## Dataset
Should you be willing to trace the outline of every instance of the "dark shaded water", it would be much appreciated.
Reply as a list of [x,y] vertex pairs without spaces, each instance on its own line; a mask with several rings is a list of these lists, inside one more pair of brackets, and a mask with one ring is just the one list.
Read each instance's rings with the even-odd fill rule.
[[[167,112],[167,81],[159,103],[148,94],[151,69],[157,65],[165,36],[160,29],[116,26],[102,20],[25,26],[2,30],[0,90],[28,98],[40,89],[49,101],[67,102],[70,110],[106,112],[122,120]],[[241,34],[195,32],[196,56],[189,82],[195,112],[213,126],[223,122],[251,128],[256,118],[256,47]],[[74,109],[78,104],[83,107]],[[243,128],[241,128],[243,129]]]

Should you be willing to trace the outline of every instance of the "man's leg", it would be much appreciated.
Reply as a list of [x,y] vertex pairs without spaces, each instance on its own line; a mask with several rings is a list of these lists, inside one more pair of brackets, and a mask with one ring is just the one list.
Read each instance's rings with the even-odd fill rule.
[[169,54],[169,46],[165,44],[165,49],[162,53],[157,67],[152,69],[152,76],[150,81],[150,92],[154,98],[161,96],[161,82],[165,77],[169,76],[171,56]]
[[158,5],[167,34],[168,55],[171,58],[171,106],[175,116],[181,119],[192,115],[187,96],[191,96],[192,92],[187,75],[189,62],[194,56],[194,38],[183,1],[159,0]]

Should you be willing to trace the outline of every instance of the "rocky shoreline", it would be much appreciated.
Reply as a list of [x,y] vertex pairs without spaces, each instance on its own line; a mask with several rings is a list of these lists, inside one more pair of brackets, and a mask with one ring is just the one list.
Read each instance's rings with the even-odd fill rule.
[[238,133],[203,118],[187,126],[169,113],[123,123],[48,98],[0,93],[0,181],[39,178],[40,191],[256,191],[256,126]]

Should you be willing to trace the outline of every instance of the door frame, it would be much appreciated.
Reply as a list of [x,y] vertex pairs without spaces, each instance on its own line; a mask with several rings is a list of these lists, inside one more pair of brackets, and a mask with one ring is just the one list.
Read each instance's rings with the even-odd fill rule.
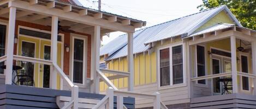
[[[50,41],[51,42],[51,40],[49,40],[49,39],[43,39],[43,38],[39,38],[39,37],[34,37],[34,36],[29,36],[29,35],[23,35],[23,34],[20,34],[20,28],[23,28],[23,29],[28,29],[28,30],[33,30],[33,31],[39,31],[39,32],[43,32],[43,33],[48,33],[48,34],[51,34],[51,31],[46,31],[46,30],[40,30],[40,29],[36,29],[36,28],[31,28],[31,27],[26,27],[26,26],[22,26],[22,25],[18,25],[18,28],[17,28],[17,38],[18,38],[18,40],[20,39],[20,36],[22,36],[22,37],[27,37],[27,38],[30,38],[30,39],[36,39],[36,40],[39,40],[39,52],[40,52],[40,49],[41,49],[41,47],[40,47],[40,46],[41,46],[41,40],[44,40],[44,41]],[[58,34],[58,35],[61,35],[61,41],[57,41],[57,43],[61,43],[61,66],[60,66],[60,68],[63,70],[63,66],[64,66],[64,64],[63,64],[63,62],[64,62],[64,34],[61,34],[61,33],[59,33]],[[17,53],[17,54],[18,54],[19,53],[19,41],[17,42],[17,49],[16,49],[16,53]],[[36,48],[35,48],[36,49]],[[40,53],[39,53],[39,59],[40,59]],[[39,68],[38,68],[38,72],[40,72],[40,65],[38,66]],[[38,74],[38,78],[39,78],[40,75]],[[60,89],[63,89],[63,82],[62,82],[62,79],[61,78],[61,79],[60,79]],[[39,82],[38,82],[38,86],[39,86],[40,85],[40,83]],[[41,87],[41,88],[43,88],[43,87]]]
[[[84,40],[84,63],[83,63],[83,84],[74,83],[74,44],[75,39]],[[79,87],[86,87],[87,73],[87,56],[88,56],[88,36],[86,35],[79,35],[76,34],[70,34],[70,62],[69,62],[69,79],[78,85]]]

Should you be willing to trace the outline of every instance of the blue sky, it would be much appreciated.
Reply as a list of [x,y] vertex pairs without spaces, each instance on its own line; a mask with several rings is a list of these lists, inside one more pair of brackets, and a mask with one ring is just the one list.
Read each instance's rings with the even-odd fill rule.
[[[79,1],[85,7],[98,9],[98,0]],[[102,10],[146,21],[147,27],[197,12],[197,7],[202,3],[202,0],[102,0]],[[112,33],[102,43],[105,44],[123,34]]]

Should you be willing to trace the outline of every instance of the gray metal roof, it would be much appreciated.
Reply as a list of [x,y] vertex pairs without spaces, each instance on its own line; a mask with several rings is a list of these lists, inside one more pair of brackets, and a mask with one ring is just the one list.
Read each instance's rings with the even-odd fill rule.
[[[147,44],[152,42],[189,32],[190,33],[188,35],[195,34],[193,33],[196,30],[195,27],[199,28],[224,9],[227,9],[227,6],[208,9],[136,31],[134,34],[133,53],[138,54],[147,50]],[[236,23],[241,25],[239,22]],[[189,31],[191,30],[193,30],[193,31]],[[109,54],[109,57],[106,60],[126,56],[127,55],[127,35],[118,37],[100,48],[100,55],[107,54]]]
[[189,35],[194,31],[210,20],[211,18],[224,9],[229,14],[229,16],[235,21],[234,23],[235,23],[239,26],[241,26],[239,22],[236,22],[237,20],[234,17],[234,15],[231,13],[229,12],[229,9],[228,9],[227,6],[222,5],[174,20],[170,22],[168,27],[156,35],[148,39],[145,42],[145,44],[147,44],[150,43],[182,34]]
[[210,27],[210,28],[207,28],[206,29],[203,30],[201,31],[199,31],[198,32],[193,33],[192,34],[188,36],[188,37],[186,37],[186,38],[190,37],[193,37],[194,36],[201,35],[201,34],[205,34],[205,33],[210,33],[210,32],[212,32],[212,31],[216,31],[216,30],[221,30],[221,29],[223,29],[229,28],[230,28],[230,27],[233,27],[235,25],[235,24],[229,24],[229,23],[218,24],[216,24],[216,25],[215,25],[213,27]]

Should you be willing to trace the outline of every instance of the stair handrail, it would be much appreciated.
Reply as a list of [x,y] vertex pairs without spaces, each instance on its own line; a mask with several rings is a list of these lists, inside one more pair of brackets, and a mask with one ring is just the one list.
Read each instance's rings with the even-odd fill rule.
[[[168,109],[166,106],[163,104],[163,102],[160,100],[160,94],[159,92],[156,92],[153,94],[145,94],[145,93],[141,93],[138,92],[134,92],[130,91],[121,91],[118,90],[116,86],[111,82],[111,81],[99,69],[96,70],[97,73],[99,74],[99,76],[103,79],[103,81],[104,81],[107,85],[109,87],[108,89],[113,89],[113,95],[112,97],[114,97],[114,95],[117,95],[117,98],[120,98],[118,99],[120,101],[117,100],[117,106],[120,106],[120,107],[117,107],[117,108],[120,108],[122,107],[122,108],[126,108],[124,107],[123,104],[120,104],[120,102],[121,104],[123,103],[123,96],[127,97],[133,97],[134,98],[139,97],[139,98],[144,98],[147,99],[153,99],[154,100],[154,105],[153,108],[154,109]],[[109,90],[107,90],[106,93],[109,93]],[[110,94],[110,95],[111,95]],[[111,103],[112,102],[112,103]],[[109,105],[113,104],[113,102],[109,102]]]
[[0,57],[0,62],[6,61],[6,55]]
[[74,85],[69,78],[65,74],[58,65],[55,62],[52,62],[53,70],[56,70],[61,78],[64,80],[69,86],[69,88],[71,90],[71,100],[61,109],[67,109],[70,107],[73,107],[73,109],[78,108],[78,93],[79,87],[76,85]]

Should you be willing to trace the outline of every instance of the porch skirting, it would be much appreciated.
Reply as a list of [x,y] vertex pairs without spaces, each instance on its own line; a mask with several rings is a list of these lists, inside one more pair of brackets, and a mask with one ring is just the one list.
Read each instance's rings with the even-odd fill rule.
[[256,108],[256,95],[242,93],[191,99],[190,108]]
[[[57,96],[70,97],[71,92],[47,88],[10,85],[0,85],[0,108],[45,109],[58,108]],[[105,95],[79,92],[79,98],[102,99]],[[128,108],[135,108],[135,99],[124,98],[124,104]],[[116,97],[114,97],[116,107]]]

## What to do
Please rewrite the listing from the line with "skirting, it would be much appreciated." through the end, changing "porch skirting" to "deck lattice" and leaving everything else as it is.

## Reply
Should you be willing to trace the outline of every instance of the deck lattice, it would be much appreciated.
Reply as a list of [x,y] vertex pairs without spaces, each instance on its own line; a mask with several rings is a list of these lists, inside one more pair of brackets, and a mask with one ring is just the one list.
Read each instance's rings with the even-odd fill rule.
[[256,108],[256,95],[242,93],[191,99],[190,108]]
[[[57,96],[70,97],[71,92],[47,88],[10,85],[0,85],[0,108],[45,109],[58,108]],[[105,95],[79,92],[79,98],[102,99]],[[128,108],[135,108],[135,99],[124,98],[124,104]],[[116,97],[114,97],[116,107]]]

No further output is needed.